* **THE TASKS**
(a) According to the article on Exxon's 2019 profits, how large was the loss in Exxon's chemical business?
(b) Pick up the article on Exxon's 2019 profits after its final sentence and carry it forward.

* **PASSAGE TO READ**
>>>>
Profits at Exxon dropped by almost a third in 2019 on the back of low gas prices and tight oil refining margins.

The US oil major reported today (31 January) that its full-year earnings fell by 31% from $20.8bn in 2018 to $14.3bn last year.

In the fourth quarter, the Texas-headquartered firm recorded its worst operating profits in three years – with a net income of $5.7bn, down from $6bn a year earlier.

Exxon’s chairman and CEO Darren Woods said although the company’s operations performed well, a short-term supply length in its downstream and chemicals businesses impacted margins and financial results.

“Growth in demand for the products that underpin our businesses remains strong,” he added.

“We remain focused on improving our base businesses, driving efficiencies, and optimising the value of our investment portfolio.”


Why Exxon’s profits dropped in 2019

The decline in profits has largely been attributed by Exxon to low gas prices in the US, with its upstream income falling from $1.7bn in 2018 to $536m last year.

It was also hit by a $355m loss in its chemical business, which is the first time it’s recorded a negative figure in more than 20 years, according to data from S&P Global Market Intelligence.
<<<<
* **COLLECTED MATERIAL**
>>>>
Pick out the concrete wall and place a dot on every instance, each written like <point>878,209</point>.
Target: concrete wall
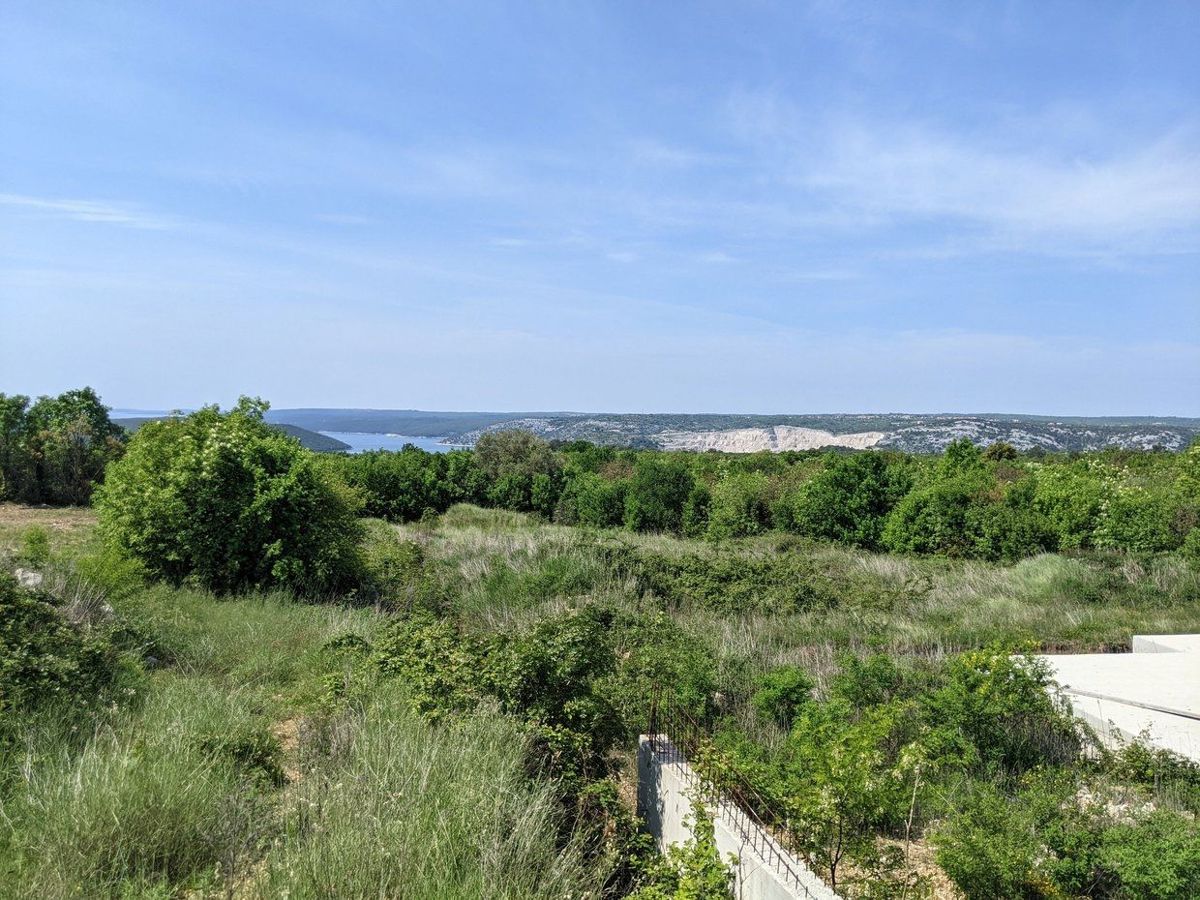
<<<<
* **RESPONSES TO THE EXERCISE**
(a) $355m

(b)
The oil firm also made significant “capital and exploration expenditures” to the tune of $8.5bn, including key investments in the Permian Basin and a new oil discovery in Guyana.

The announcement comes a day after Royal Dutch Shell revealed its own falling profits – something it too attributed to weak commodity prices during the year.

Oil prices fluctuated throughout 2019, but were mostly subdued due to the effects of plentiful global supply and gloomy prospects over economic growth – largely as a result of the US-China trade standoff.

Brent crude averaged $64.36 per barrel in 2019, down from $71.06 per barrel in the previous year, while high production levels of natural gas – particularly in the US – have kept prices for the fuel low, with Henry Hub spot prices averaging $2.57 per million British thermal units (MMBtu) in 2019.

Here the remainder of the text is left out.